# [Work to complete]
Copy out the entries below, swapping every "Target" for "Object" and leaving the rest untouched.

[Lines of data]
===

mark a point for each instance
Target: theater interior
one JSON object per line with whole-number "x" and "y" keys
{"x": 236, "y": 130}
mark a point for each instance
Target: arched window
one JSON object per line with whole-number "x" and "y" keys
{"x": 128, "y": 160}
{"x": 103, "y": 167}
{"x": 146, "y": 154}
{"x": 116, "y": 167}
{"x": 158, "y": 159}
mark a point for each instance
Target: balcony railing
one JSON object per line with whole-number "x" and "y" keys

===

# [Result of this task]
mark a point for each instance
Object: theater interior
one JSON object per line with whole-number "x" and "y" keys
{"x": 236, "y": 130}
mark a point for each instance
Object: arched window
one JSON object per line with whole-number "x" and "y" keys
{"x": 128, "y": 160}
{"x": 103, "y": 167}
{"x": 146, "y": 154}
{"x": 116, "y": 167}
{"x": 158, "y": 159}
mark a point for each instance
Object: balcony railing
one JSON object per line with whole-number "x" and "y" keys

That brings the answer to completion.